* Problems to solve:
A – Based on the talk announcement, is each of these statements true? (i) The talk is held on February 12, 2025. (ii) The talk is given in Japanese. (iii) The research it reports on is short-term survey work. Answer yes or no for each, and quote the words from the talk announcement that settle it.
B – List the titles of all the works in the reference list at the end of the talk announcement.
C – Write the next part of the talk announcement about small eateries in Tokyo, starting after its last line.

* Supplied passage:

Das Japan-Zentrum der Ludwig-Maximilians-Universität München lädt Sie im Rahmen des Forschungskolloquiums im Wintersemester 2024/25 zu folgendem Gastvortrag herzlich ein:
Prof. James Farrer, Ph.D. (Sophia University)
12. Februar 2025: 12:00 – 14:00 Uhr (CET)
@https://www.nishiogiology.org
Tokyo hosts one of the densest and most complex agglomerations of small businesses of any city in the world, partly due to its legacy human-scale built environment organized around the commuter rail stations (Almazán 2022). This paper reports on long-term ethnographic research on the social lives of small eateries in Tokyo as places where a sense of community is created and sustained while social boundaries are also constructed. Neighborhood businesses have long been recognized as a mainstay of the social lives of urban communities. They support lively foot traffic that keeps “eyes on the street,” supporting public safety and a sense of social trust (Jacobs 1961). These small businesses were also spaces in which community boundaries were defined and maintained (Suttles 1968). At the same time, small businesses serve as “third places” in which people cultivate social ties, have casual fun, and engage in the life of the community in ways that are not possible in work and home settings (Oldenburg 1989). In Tokyo, small eating and drinking spots are spaces in which regulars create social networks that operate as a type of social capital sustaining the social infrastructure of the neighborhood (Farrer 2023). This research provides ethnographic evidence of these social processes of community formation in Tokyo’s small eateries.
Language: English
Almazán, Jorge, Studiolab. 2022. Emergent Tokyo: Designing the spontaneous city. Tokyo: Oro Editions.
Farrer, James. 2023. „Urban foodways and social sustainability: neighborhood restaurants as social infrastructure.“ Food, Culture & Society (2023): 1-17.
Jacobs, Jane. 1961. The Death and Life of Great American Cities. New York: Random House.
Oldenberg, Ray. 1989. The Great Good Place: Cafes, Coffee Shops, Community Centers, Beauty Parlors, General Stores, Bars, Hangouts, and How They Get You Through the Day. New York: Paragon House.
Suttles, Gerald D. 1968. The social order of the slum: Ethnicity and territory in the inner city. Chicago: University of Chicago Press.

Stored records
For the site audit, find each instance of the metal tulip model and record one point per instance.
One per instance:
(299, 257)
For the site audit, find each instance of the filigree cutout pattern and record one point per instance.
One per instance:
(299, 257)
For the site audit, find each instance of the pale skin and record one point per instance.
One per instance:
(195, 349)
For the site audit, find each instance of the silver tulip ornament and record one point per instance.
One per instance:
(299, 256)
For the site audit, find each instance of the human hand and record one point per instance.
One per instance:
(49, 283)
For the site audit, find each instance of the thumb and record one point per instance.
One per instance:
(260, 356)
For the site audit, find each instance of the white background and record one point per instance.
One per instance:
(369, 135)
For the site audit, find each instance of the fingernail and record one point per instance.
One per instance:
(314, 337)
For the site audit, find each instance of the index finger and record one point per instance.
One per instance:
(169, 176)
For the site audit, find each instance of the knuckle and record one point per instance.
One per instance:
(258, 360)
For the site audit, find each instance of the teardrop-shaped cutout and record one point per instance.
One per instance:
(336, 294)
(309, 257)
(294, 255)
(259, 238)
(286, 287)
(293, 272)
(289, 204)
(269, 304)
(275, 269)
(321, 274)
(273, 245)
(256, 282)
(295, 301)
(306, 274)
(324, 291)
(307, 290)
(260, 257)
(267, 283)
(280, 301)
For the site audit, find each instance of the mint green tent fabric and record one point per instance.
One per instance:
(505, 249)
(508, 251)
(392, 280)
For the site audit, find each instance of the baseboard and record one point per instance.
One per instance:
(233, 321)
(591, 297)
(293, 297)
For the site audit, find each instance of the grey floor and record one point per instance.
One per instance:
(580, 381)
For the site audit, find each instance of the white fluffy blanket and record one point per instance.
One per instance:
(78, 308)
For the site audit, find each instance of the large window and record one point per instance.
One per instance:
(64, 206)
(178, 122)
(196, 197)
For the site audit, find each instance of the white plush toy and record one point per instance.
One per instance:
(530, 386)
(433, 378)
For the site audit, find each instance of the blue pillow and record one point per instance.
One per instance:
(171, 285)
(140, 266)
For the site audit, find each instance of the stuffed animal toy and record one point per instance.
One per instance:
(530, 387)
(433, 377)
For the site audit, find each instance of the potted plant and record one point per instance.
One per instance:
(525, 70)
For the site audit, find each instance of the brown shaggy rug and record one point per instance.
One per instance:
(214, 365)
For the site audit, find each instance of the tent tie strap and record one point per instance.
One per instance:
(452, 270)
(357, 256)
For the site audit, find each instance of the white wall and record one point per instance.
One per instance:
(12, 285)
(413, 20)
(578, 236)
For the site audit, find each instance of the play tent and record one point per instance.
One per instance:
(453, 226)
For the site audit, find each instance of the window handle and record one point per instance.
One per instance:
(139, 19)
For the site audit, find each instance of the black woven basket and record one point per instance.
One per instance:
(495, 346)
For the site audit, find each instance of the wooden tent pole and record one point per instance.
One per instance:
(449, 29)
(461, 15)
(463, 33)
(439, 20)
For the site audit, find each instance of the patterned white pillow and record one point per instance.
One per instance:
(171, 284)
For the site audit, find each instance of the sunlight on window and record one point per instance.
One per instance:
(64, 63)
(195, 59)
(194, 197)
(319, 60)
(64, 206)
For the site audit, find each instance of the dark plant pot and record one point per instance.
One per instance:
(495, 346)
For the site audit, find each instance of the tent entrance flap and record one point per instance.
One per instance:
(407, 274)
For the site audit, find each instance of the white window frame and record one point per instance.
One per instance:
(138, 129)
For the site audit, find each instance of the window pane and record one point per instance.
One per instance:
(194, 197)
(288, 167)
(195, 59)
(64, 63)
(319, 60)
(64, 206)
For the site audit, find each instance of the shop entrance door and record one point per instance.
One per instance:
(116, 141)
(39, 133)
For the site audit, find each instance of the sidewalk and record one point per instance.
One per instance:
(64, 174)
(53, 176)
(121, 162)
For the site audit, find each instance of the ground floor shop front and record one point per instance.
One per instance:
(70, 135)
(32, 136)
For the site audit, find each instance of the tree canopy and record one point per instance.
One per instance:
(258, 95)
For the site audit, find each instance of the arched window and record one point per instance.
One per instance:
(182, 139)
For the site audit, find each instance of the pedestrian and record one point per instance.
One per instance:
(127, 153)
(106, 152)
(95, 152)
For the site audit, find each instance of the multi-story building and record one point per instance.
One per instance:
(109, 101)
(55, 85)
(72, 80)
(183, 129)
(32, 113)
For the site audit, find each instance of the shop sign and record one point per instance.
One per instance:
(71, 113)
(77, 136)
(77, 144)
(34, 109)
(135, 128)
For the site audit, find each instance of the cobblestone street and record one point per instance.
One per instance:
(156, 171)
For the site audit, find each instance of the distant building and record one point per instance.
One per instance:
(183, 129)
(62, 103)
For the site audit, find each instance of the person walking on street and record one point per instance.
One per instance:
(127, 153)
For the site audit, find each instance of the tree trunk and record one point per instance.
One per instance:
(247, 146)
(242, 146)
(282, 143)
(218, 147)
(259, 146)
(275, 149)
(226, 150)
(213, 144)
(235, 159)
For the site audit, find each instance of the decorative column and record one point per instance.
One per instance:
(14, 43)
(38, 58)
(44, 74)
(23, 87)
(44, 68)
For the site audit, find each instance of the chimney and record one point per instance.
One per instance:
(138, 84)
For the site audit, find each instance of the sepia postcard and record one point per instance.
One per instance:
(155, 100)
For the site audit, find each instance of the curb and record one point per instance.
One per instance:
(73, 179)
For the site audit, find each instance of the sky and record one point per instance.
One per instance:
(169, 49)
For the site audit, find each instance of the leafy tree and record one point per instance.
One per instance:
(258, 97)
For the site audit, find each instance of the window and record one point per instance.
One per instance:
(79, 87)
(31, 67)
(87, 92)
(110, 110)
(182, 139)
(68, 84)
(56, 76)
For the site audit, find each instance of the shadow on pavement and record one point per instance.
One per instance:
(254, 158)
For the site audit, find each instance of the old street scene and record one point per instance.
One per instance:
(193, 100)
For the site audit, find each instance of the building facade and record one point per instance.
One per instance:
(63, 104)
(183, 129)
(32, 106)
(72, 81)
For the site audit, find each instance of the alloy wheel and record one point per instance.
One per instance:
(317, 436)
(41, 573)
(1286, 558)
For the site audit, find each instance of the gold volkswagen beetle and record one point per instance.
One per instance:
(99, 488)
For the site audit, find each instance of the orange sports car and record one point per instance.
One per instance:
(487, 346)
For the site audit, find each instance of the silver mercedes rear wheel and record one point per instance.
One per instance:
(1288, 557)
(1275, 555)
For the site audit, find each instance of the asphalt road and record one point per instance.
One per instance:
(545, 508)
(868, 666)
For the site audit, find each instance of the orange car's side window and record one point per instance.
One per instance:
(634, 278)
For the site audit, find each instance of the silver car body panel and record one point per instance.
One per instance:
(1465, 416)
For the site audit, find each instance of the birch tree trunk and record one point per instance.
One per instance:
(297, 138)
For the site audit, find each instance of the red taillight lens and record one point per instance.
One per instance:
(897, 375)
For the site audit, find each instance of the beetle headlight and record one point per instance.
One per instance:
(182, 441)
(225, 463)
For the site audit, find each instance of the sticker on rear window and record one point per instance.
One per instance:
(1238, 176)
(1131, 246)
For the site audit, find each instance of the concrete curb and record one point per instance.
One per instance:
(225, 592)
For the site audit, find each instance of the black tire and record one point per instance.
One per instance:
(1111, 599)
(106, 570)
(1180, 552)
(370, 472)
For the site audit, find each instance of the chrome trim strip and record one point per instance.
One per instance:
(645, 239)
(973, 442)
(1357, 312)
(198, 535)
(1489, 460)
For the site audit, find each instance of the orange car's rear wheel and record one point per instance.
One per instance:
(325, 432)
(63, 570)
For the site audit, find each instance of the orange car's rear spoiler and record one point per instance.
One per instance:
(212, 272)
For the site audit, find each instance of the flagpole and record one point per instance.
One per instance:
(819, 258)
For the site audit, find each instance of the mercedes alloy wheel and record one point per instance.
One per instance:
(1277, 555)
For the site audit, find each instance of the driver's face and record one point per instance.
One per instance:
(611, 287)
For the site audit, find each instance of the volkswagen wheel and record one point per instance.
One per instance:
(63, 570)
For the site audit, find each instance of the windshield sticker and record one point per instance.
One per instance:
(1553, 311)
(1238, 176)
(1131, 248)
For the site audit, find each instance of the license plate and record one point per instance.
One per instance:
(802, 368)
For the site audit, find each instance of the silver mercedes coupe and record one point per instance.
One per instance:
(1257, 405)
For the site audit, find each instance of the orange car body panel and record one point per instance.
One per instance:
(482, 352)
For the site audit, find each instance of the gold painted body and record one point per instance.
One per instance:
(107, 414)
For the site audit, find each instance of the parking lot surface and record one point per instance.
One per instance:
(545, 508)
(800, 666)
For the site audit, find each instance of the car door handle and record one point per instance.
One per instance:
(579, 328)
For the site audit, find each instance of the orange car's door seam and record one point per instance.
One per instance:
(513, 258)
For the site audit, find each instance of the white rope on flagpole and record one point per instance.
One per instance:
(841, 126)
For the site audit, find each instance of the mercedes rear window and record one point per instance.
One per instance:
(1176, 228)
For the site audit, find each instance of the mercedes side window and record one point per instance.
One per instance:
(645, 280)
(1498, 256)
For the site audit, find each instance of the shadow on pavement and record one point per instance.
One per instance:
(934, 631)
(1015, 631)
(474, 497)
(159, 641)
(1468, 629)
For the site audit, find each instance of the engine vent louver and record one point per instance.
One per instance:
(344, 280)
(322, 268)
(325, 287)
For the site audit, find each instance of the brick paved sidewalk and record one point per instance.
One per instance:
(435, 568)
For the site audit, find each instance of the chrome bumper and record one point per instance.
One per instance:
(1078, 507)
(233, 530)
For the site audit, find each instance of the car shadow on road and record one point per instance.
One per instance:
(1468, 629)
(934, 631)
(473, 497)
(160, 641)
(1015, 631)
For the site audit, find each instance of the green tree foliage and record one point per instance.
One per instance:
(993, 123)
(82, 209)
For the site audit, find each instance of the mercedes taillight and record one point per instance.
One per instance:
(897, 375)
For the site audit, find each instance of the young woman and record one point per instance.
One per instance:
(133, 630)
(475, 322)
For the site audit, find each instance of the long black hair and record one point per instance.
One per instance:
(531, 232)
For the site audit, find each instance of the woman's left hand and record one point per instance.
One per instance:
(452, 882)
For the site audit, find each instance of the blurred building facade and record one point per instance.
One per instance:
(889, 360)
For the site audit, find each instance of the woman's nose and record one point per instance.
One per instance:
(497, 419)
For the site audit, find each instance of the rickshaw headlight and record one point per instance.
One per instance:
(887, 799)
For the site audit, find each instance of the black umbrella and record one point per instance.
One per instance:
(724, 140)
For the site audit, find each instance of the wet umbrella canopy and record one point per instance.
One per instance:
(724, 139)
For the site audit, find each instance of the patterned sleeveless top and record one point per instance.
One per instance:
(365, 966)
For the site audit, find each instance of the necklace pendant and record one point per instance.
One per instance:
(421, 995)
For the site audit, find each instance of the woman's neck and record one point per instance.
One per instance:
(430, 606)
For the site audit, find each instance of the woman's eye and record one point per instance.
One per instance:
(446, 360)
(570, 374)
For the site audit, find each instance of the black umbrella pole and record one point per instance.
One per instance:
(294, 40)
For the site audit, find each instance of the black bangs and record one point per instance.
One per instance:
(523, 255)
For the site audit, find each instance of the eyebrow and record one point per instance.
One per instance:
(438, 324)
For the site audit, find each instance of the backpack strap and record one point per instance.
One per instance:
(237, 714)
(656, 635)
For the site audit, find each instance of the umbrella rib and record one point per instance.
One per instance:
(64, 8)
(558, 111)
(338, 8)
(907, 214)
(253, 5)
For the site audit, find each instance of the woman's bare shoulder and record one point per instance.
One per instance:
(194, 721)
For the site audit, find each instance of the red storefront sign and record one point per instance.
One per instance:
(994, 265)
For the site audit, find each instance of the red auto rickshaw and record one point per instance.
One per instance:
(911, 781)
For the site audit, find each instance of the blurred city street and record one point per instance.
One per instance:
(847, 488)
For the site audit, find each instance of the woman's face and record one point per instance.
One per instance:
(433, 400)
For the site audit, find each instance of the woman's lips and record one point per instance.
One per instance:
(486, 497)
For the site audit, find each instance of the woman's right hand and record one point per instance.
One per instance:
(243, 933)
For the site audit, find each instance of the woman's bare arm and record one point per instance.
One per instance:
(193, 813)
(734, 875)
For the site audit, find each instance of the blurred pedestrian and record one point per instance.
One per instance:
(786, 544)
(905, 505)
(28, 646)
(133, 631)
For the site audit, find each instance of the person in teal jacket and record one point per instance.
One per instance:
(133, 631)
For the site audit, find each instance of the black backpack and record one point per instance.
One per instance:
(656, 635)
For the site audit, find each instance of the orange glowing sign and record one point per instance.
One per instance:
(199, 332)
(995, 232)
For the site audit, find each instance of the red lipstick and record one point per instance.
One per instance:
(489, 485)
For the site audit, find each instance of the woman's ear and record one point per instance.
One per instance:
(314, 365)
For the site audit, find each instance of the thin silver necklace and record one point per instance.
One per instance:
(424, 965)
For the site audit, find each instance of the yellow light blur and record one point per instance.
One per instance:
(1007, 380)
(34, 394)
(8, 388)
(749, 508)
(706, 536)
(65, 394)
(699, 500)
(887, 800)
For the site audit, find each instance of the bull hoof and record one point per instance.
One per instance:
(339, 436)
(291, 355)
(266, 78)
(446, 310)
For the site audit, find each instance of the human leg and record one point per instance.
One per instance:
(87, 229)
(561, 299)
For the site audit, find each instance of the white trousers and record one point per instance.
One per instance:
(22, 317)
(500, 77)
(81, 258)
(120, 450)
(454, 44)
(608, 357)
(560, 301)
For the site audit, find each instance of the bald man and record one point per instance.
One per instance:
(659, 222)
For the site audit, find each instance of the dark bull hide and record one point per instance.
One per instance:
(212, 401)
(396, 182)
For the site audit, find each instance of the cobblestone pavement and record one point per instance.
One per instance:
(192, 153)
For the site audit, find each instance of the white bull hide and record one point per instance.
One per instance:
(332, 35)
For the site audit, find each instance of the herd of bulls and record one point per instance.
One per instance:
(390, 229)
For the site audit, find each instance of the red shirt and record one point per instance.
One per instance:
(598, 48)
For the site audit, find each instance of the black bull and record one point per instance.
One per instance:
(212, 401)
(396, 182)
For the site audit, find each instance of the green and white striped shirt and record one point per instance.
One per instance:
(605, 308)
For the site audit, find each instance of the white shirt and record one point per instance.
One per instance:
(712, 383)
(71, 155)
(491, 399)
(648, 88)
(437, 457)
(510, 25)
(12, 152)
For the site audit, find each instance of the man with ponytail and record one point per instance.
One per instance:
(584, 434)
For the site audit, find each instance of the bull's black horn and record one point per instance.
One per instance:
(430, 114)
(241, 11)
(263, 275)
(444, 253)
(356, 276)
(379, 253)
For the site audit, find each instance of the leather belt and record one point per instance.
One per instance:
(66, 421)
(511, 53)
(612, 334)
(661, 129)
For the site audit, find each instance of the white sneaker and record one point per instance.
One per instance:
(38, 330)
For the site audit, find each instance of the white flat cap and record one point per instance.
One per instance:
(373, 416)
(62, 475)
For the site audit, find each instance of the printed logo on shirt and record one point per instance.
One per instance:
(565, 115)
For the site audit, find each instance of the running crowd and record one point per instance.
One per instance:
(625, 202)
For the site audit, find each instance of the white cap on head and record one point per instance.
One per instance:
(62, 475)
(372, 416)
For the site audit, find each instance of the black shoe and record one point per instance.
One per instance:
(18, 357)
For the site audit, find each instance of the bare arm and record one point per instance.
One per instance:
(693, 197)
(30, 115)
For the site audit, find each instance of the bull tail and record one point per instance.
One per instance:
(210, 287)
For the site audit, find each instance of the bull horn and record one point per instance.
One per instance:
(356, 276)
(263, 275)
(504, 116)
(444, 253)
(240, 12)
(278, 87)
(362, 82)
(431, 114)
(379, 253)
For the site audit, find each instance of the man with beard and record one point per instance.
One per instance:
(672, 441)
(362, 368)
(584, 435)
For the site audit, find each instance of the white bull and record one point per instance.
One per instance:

* Task-by-task answers:
A –
(i) Yes: "12. Februar 2025: 12:00 – 14:00 Uhr (CET)"
(ii) No: "Language: English"
(iii) No: "long-term ethnographic research"

B –
- Emergent Tokyo: Designing the spontaneous city
- Urban foodways and social sustainability: neighborhood restaurants as social infrastructure
- The Death and Life of Great American Cities
- The Great Good Place: Cafes, Coffee Shops, Community Centers, Beauty Parlors, General Stores, Bars, Hangouts, and How They Get You Through the Day
- The social order of the slum: Ethnicity and territory in the inner city

C –
James Farrer is professor of sociology and director of the graduate program in global studies at Sophia University, Tokyo. He is specializing in urban sociology in Tokyo and Shanghai, with publications on cuisine, nightlife, migrant communities, and urban sexual cultures. In his ongoing research he focuses on urban foodscapes and the transformation of urban social infrastructure, studying community life in Tokyo, documenting the place making activities of small business people, neighborhood social entrepreneurs, and migrant communities. In recent years he extensively researched neighborhood gastronomy’s resilience and innovation in response to COVID-19.
His recent publications include The Global Japanese Restaurant: Mobilities, Imaginaries and Politics (2023, with David L. Wank), which was awarded the 2024 ASFS Book Prize (Edited Volume Category) by the Association for the Study of Food and Society, International Migrants in China’s Global City: The New Shanghailanders (2019), and Globalization and Asian Cuisines: Transnational Networks and Contact Zones (2015). He has also published over 50 scholarly book chapters and articles, including award-winning papers, like Who Owns A Cuisine? The Grassroots Politics of Japanese Food in Europe (2021, with Chuanfei Wang. Best Paper Award for Asian Anthropology 2021). His research activities are also published in a bilingual Japanese-English blog called Nishiogiology that aims to be accessible both to scholars and community members.
Der Vortrag findet in Präsenz statt. Ort: Japan-Zentrum der LMU, Seminargebäude am Englischen Garten, Oettingenstr. 67, 80538 München, Raum 161. Eine vorherige Anmeldung ist nicht erforderlich.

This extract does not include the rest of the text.